TASK OBJECTIVE: List every study that the passage on cichlid color and vision cites by author name, with its bracketed reference number.

EXERCISE TEXT:
****************************************
Further complicating our understanding of the relationship between color and environment is the relationship between cichlid visual sensitivity and the environment. In an important early study, Muntz [26] found that Lake Malawi cichlids had different complements of visual pigments depending upon the depths at which they live. This was confirmed for African cichlids in general by Spady et al. [27], who found that cichlids from clear habitats expressed different photopigments or differently tuned versions of the same photopigments; this was also found in Lake Victorian cichlids by Terai et al. [28] and Carleton et al. [29]. Furthermore, there is evidence that turbidity constricts male cichlid coloration to those colors that best match or contrast with the surroundings. Lake Malawi is a clear, bright lake and tends to have fish with predominantly blue and yellow coloration. Lake Victoria, being more turbid, tends to have more fish with red and green pigments [18, 23–25]. Given this, it is reasonable to expect that changes in light at various depths could constrain male nuptial coloration (but see Dalton et al. [25]).
****************************************
RAW DATA:
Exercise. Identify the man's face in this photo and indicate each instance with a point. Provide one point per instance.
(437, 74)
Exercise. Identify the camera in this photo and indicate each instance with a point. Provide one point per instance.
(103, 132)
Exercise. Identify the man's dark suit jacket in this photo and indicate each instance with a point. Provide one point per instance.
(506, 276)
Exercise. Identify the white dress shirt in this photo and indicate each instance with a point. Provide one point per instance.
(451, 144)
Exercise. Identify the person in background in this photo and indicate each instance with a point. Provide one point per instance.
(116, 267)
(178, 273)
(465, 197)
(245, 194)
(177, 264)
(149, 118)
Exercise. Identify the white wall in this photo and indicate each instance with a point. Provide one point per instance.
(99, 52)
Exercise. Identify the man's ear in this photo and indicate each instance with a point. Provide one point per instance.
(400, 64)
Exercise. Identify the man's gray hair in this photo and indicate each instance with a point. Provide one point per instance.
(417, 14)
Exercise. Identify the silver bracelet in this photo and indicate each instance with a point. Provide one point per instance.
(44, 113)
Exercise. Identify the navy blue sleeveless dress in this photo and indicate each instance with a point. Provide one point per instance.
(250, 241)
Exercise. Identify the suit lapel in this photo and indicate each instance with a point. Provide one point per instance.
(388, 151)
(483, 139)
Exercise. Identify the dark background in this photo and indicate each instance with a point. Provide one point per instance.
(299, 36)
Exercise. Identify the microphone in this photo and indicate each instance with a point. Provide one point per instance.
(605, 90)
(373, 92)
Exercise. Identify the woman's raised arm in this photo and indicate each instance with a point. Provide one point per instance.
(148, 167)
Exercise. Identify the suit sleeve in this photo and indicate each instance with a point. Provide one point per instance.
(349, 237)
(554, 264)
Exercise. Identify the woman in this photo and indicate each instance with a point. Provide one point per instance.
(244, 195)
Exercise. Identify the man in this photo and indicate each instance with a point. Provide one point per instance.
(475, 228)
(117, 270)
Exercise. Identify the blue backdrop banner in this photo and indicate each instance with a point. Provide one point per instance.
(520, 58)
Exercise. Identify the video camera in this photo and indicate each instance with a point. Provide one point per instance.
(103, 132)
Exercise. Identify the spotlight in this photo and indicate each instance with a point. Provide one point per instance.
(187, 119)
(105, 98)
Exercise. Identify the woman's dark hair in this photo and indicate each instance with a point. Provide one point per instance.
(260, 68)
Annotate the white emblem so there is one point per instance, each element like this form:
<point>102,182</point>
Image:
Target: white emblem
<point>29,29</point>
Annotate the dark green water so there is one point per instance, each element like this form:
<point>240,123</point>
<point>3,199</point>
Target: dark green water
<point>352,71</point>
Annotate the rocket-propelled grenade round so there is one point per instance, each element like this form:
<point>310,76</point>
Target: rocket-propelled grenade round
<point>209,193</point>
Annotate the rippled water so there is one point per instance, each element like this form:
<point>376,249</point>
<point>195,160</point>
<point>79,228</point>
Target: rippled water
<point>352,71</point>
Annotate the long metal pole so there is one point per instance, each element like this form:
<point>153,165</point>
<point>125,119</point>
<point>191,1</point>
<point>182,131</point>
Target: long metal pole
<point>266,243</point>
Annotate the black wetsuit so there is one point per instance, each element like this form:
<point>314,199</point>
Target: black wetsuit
****************************************
WRITTEN SOLUTION:
Muntz [26]
Spady et al. [27]
Terai et al. [28]
Carleton et al. [29]
Dalton et al. [25]